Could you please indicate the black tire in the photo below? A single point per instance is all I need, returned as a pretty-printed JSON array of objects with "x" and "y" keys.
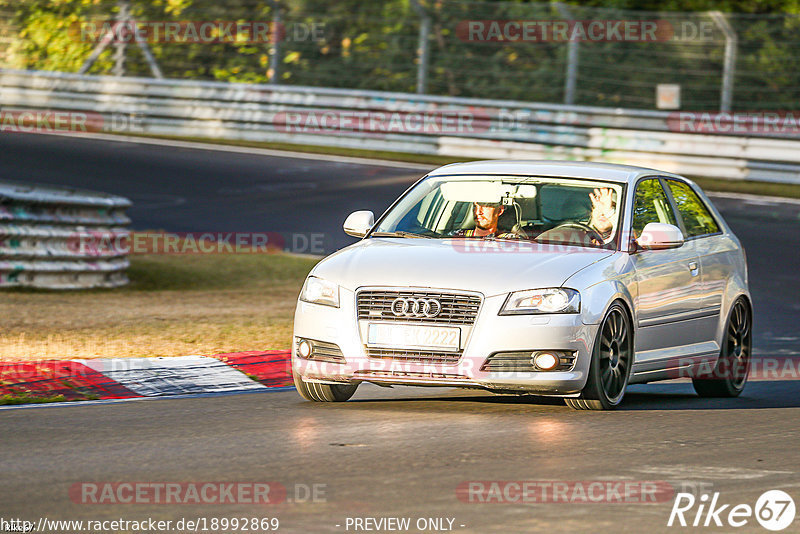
[
  {"x": 610, "y": 369},
  {"x": 323, "y": 392},
  {"x": 733, "y": 365}
]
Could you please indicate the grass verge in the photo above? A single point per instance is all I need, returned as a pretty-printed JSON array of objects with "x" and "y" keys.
[
  {"x": 24, "y": 398},
  {"x": 176, "y": 305}
]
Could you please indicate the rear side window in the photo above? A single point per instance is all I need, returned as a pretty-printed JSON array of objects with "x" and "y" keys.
[
  {"x": 696, "y": 218},
  {"x": 650, "y": 205}
]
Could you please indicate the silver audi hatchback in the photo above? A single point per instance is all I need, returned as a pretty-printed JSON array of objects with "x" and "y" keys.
[{"x": 546, "y": 278}]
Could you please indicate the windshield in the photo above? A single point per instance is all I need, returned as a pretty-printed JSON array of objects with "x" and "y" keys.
[{"x": 542, "y": 209}]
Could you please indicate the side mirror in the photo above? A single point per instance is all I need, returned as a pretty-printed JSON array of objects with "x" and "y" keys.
[
  {"x": 659, "y": 236},
  {"x": 358, "y": 223}
]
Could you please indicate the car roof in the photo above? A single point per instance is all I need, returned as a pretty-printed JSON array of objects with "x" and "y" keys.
[{"x": 572, "y": 169}]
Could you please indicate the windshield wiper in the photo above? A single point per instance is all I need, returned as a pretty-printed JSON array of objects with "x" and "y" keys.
[{"x": 398, "y": 233}]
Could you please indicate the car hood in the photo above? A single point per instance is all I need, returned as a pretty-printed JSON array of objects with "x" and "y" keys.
[{"x": 490, "y": 267}]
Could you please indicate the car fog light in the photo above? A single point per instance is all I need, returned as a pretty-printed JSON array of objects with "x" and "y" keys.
[{"x": 545, "y": 361}]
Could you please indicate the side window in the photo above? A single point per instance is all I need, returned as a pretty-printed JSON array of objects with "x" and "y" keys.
[
  {"x": 696, "y": 217},
  {"x": 650, "y": 205}
]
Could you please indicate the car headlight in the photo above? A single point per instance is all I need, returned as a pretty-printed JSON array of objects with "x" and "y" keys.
[
  {"x": 552, "y": 300},
  {"x": 319, "y": 291}
]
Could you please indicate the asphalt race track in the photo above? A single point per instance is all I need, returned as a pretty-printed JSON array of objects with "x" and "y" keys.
[{"x": 399, "y": 452}]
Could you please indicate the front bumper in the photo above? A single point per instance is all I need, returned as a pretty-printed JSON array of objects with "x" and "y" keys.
[{"x": 490, "y": 333}]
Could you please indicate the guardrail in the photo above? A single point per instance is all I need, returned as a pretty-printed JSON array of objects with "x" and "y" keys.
[
  {"x": 61, "y": 238},
  {"x": 494, "y": 128}
]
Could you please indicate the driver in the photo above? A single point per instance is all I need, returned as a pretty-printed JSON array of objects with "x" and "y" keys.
[
  {"x": 603, "y": 213},
  {"x": 486, "y": 215}
]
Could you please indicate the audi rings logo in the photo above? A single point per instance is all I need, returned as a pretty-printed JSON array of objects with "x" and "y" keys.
[{"x": 411, "y": 307}]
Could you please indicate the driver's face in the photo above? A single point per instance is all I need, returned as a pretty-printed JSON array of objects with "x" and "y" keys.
[
  {"x": 486, "y": 216},
  {"x": 601, "y": 220}
]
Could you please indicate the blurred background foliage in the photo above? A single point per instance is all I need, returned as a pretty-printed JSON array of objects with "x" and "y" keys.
[{"x": 374, "y": 45}]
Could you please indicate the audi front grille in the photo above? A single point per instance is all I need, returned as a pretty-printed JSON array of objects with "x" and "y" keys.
[
  {"x": 418, "y": 306},
  {"x": 433, "y": 357}
]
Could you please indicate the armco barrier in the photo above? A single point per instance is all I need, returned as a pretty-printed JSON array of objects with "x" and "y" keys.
[
  {"x": 60, "y": 238},
  {"x": 497, "y": 128}
]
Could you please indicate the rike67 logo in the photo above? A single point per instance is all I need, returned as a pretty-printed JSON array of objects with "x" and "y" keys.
[{"x": 774, "y": 510}]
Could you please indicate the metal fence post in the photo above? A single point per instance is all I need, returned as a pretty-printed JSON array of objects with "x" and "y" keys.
[
  {"x": 276, "y": 37},
  {"x": 423, "y": 49},
  {"x": 121, "y": 47},
  {"x": 571, "y": 77},
  {"x": 729, "y": 66}
]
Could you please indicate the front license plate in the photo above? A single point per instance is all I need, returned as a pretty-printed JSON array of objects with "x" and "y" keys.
[{"x": 414, "y": 337}]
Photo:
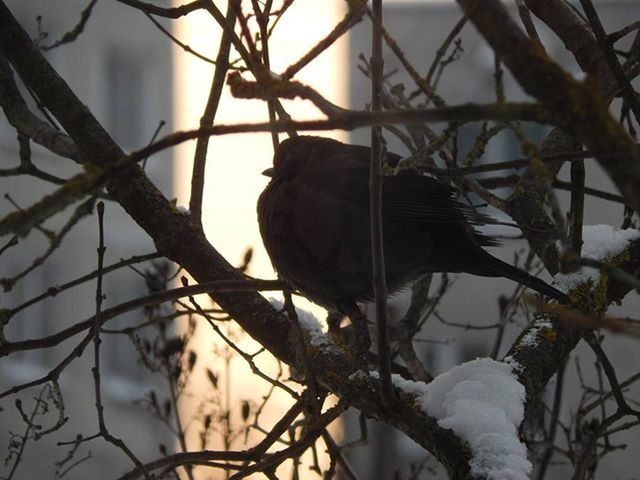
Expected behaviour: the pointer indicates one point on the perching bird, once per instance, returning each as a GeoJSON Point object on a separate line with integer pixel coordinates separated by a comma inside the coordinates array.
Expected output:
{"type": "Point", "coordinates": [314, 222]}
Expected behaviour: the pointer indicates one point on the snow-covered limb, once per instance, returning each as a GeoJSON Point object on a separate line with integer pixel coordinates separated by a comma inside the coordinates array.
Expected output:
{"type": "Point", "coordinates": [482, 402]}
{"type": "Point", "coordinates": [602, 243]}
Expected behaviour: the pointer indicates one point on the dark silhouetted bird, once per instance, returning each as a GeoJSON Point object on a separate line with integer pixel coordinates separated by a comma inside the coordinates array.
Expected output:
{"type": "Point", "coordinates": [314, 221]}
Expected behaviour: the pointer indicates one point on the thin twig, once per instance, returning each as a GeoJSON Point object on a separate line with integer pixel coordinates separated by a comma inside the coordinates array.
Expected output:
{"type": "Point", "coordinates": [375, 208]}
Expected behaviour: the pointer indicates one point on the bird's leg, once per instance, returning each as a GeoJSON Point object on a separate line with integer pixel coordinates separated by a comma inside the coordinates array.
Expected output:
{"type": "Point", "coordinates": [360, 331]}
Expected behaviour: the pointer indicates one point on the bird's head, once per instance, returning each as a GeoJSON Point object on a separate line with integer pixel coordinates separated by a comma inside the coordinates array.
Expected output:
{"type": "Point", "coordinates": [300, 153]}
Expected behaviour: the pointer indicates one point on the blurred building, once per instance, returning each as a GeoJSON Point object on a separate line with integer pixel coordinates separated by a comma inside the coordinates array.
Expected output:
{"type": "Point", "coordinates": [121, 67]}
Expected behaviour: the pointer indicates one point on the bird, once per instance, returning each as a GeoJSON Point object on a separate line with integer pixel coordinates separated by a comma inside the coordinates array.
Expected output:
{"type": "Point", "coordinates": [313, 217]}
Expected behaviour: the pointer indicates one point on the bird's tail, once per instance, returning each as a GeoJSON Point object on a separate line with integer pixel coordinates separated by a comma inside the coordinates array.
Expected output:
{"type": "Point", "coordinates": [491, 266]}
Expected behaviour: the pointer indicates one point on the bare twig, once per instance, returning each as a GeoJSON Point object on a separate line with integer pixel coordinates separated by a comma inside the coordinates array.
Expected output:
{"type": "Point", "coordinates": [75, 32]}
{"type": "Point", "coordinates": [375, 208]}
{"type": "Point", "coordinates": [207, 119]}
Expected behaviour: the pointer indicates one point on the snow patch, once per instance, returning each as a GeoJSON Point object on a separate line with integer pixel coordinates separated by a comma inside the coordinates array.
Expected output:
{"type": "Point", "coordinates": [601, 242]}
{"type": "Point", "coordinates": [483, 403]}
{"type": "Point", "coordinates": [315, 329]}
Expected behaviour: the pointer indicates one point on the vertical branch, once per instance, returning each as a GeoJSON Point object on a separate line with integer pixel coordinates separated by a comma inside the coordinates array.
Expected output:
{"type": "Point", "coordinates": [262, 17]}
{"type": "Point", "coordinates": [577, 205]}
{"type": "Point", "coordinates": [375, 210]}
{"type": "Point", "coordinates": [200, 157]}
{"type": "Point", "coordinates": [97, 320]}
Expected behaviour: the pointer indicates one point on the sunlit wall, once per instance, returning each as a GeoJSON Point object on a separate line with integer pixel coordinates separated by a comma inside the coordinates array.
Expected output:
{"type": "Point", "coordinates": [234, 163]}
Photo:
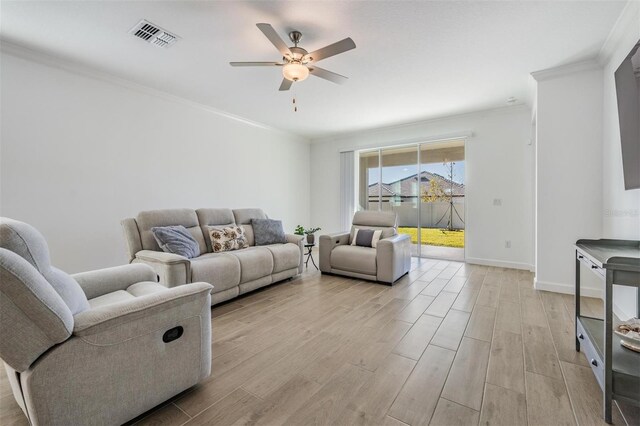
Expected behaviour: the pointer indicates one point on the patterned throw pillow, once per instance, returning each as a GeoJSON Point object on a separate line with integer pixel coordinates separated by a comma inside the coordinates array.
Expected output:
{"type": "Point", "coordinates": [227, 238]}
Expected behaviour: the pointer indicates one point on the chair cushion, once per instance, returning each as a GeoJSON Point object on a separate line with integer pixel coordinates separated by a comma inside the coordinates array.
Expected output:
{"type": "Point", "coordinates": [268, 231]}
{"type": "Point", "coordinates": [354, 259]}
{"type": "Point", "coordinates": [28, 243]}
{"type": "Point", "coordinates": [222, 270]}
{"type": "Point", "coordinates": [143, 288]}
{"type": "Point", "coordinates": [366, 237]}
{"type": "Point", "coordinates": [176, 239]}
{"type": "Point", "coordinates": [285, 256]}
{"type": "Point", "coordinates": [255, 262]}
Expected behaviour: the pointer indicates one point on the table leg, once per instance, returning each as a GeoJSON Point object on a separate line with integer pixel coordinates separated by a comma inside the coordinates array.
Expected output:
{"type": "Point", "coordinates": [576, 298]}
{"type": "Point", "coordinates": [608, 349]}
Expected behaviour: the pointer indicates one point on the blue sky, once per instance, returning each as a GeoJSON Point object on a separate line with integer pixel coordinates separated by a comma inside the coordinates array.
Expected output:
{"type": "Point", "coordinates": [392, 174]}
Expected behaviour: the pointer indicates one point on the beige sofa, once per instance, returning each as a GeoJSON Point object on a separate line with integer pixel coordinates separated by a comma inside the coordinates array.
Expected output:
{"type": "Point", "coordinates": [389, 261]}
{"type": "Point", "coordinates": [231, 273]}
{"type": "Point", "coordinates": [101, 347]}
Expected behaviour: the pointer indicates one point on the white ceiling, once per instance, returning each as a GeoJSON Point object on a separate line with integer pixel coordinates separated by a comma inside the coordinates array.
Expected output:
{"type": "Point", "coordinates": [413, 61]}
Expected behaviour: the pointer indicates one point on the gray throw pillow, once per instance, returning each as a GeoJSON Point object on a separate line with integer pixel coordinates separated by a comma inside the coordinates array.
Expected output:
{"type": "Point", "coordinates": [176, 240]}
{"type": "Point", "coordinates": [268, 231]}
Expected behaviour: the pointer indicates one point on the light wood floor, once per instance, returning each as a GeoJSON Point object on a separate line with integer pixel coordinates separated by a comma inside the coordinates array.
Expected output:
{"type": "Point", "coordinates": [449, 344]}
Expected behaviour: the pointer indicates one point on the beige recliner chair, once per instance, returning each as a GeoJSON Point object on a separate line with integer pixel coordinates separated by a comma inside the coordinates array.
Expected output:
{"type": "Point", "coordinates": [387, 262]}
{"type": "Point", "coordinates": [100, 347]}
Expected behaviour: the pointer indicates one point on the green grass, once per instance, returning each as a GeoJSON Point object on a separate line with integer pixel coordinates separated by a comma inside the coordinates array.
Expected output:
{"type": "Point", "coordinates": [436, 237]}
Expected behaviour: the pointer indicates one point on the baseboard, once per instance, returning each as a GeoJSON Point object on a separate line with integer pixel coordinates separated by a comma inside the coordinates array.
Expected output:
{"type": "Point", "coordinates": [499, 263]}
{"type": "Point", "coordinates": [566, 288]}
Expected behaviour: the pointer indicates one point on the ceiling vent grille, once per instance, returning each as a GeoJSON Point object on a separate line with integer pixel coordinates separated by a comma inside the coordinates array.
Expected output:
{"type": "Point", "coordinates": [153, 34]}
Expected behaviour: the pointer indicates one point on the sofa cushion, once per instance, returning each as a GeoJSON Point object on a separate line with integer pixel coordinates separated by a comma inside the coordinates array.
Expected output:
{"type": "Point", "coordinates": [268, 231]}
{"type": "Point", "coordinates": [386, 232]}
{"type": "Point", "coordinates": [177, 240]}
{"type": "Point", "coordinates": [255, 262]}
{"type": "Point", "coordinates": [219, 269]}
{"type": "Point", "coordinates": [227, 238]}
{"type": "Point", "coordinates": [152, 218]}
{"type": "Point", "coordinates": [145, 288]}
{"type": "Point", "coordinates": [218, 218]}
{"type": "Point", "coordinates": [244, 216]}
{"type": "Point", "coordinates": [110, 298]}
{"type": "Point", "coordinates": [354, 259]}
{"type": "Point", "coordinates": [248, 233]}
{"type": "Point", "coordinates": [285, 256]}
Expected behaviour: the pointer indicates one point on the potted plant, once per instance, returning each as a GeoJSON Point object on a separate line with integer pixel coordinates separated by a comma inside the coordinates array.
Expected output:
{"type": "Point", "coordinates": [309, 232]}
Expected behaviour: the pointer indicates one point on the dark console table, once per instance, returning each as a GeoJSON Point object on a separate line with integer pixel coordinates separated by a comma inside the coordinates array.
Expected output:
{"type": "Point", "coordinates": [617, 369]}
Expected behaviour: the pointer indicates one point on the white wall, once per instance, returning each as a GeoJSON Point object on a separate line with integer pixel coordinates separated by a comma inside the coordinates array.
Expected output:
{"type": "Point", "coordinates": [498, 165]}
{"type": "Point", "coordinates": [569, 172]}
{"type": "Point", "coordinates": [78, 154]}
{"type": "Point", "coordinates": [621, 209]}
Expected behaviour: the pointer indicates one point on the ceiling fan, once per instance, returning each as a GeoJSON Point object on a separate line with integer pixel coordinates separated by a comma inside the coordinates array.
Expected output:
{"type": "Point", "coordinates": [296, 62]}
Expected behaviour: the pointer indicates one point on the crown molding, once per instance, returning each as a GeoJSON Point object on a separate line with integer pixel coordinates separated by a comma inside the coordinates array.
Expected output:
{"type": "Point", "coordinates": [41, 57]}
{"type": "Point", "coordinates": [563, 70]}
{"type": "Point", "coordinates": [629, 16]}
{"type": "Point", "coordinates": [397, 127]}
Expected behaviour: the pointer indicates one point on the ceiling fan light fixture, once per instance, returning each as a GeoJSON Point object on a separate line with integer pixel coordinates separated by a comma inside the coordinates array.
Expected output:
{"type": "Point", "coordinates": [295, 72]}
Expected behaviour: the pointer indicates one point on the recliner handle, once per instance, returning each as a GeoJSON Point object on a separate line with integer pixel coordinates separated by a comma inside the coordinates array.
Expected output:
{"type": "Point", "coordinates": [172, 334]}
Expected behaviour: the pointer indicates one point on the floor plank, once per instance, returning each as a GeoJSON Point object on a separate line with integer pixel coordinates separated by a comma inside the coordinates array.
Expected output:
{"type": "Point", "coordinates": [465, 384]}
{"type": "Point", "coordinates": [503, 407]}
{"type": "Point", "coordinates": [547, 401]}
{"type": "Point", "coordinates": [481, 323]}
{"type": "Point", "coordinates": [417, 400]}
{"type": "Point", "coordinates": [449, 413]}
{"type": "Point", "coordinates": [451, 330]}
{"type": "Point", "coordinates": [586, 396]}
{"type": "Point", "coordinates": [418, 337]}
{"type": "Point", "coordinates": [506, 365]}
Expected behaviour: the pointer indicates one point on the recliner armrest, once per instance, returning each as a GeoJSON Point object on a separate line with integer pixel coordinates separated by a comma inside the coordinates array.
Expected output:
{"type": "Point", "coordinates": [121, 315]}
{"type": "Point", "coordinates": [172, 269]}
{"type": "Point", "coordinates": [393, 257]}
{"type": "Point", "coordinates": [327, 243]}
{"type": "Point", "coordinates": [103, 281]}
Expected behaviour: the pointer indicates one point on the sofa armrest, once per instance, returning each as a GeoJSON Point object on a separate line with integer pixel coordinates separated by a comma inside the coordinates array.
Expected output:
{"type": "Point", "coordinates": [103, 281]}
{"type": "Point", "coordinates": [327, 243]}
{"type": "Point", "coordinates": [393, 256]}
{"type": "Point", "coordinates": [121, 315]}
{"type": "Point", "coordinates": [172, 269]}
{"type": "Point", "coordinates": [299, 241]}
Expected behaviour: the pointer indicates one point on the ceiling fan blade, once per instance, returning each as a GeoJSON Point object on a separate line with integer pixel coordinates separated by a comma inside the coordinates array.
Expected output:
{"type": "Point", "coordinates": [332, 50]}
{"type": "Point", "coordinates": [286, 84]}
{"type": "Point", "coordinates": [274, 38]}
{"type": "Point", "coordinates": [327, 75]}
{"type": "Point", "coordinates": [255, 64]}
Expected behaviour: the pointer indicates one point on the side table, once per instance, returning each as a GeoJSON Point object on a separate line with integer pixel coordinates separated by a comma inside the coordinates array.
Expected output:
{"type": "Point", "coordinates": [309, 255]}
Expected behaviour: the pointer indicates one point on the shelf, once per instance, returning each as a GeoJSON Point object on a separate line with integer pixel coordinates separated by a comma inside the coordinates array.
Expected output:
{"type": "Point", "coordinates": [626, 363]}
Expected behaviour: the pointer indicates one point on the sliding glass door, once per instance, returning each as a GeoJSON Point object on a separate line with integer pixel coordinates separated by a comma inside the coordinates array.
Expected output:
{"type": "Point", "coordinates": [424, 185]}
{"type": "Point", "coordinates": [400, 189]}
{"type": "Point", "coordinates": [442, 200]}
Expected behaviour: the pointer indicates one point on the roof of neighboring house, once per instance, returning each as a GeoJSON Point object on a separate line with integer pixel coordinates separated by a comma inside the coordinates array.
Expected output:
{"type": "Point", "coordinates": [406, 187]}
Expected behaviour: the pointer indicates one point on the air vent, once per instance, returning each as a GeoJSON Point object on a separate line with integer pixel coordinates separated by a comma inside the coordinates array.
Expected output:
{"type": "Point", "coordinates": [151, 33]}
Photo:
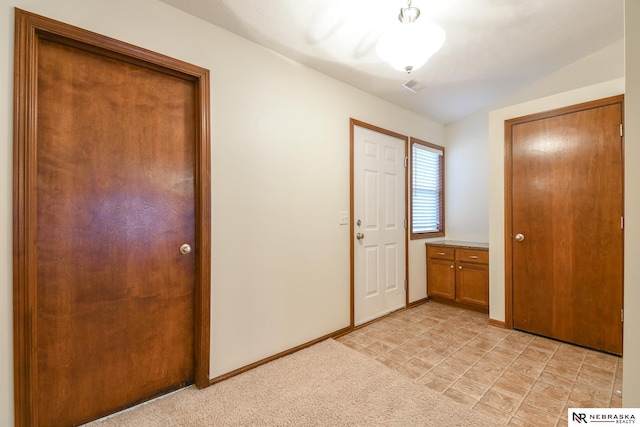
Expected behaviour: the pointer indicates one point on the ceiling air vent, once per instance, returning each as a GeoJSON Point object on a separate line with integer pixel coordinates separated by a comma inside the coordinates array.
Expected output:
{"type": "Point", "coordinates": [413, 86]}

• _TASK STATEMENT_: This task calls for each line of the material that contains "chair".

• _ANSWER TO THE EXERCISE_:
Expected behaviour: the pointer indicates one point on the chair cushion, once per instance, returning each as a GeoJSON Point object on a separate line with integer pixel coordinates separated by a comma inside the coordinates array.
Expected behaviour: the pointer indicates one point on the beige recliner chair, once per instance, returning each as a GeoJSON Point object on a separate line with integer pixel coordinates separated by a comma inside the coordinates array.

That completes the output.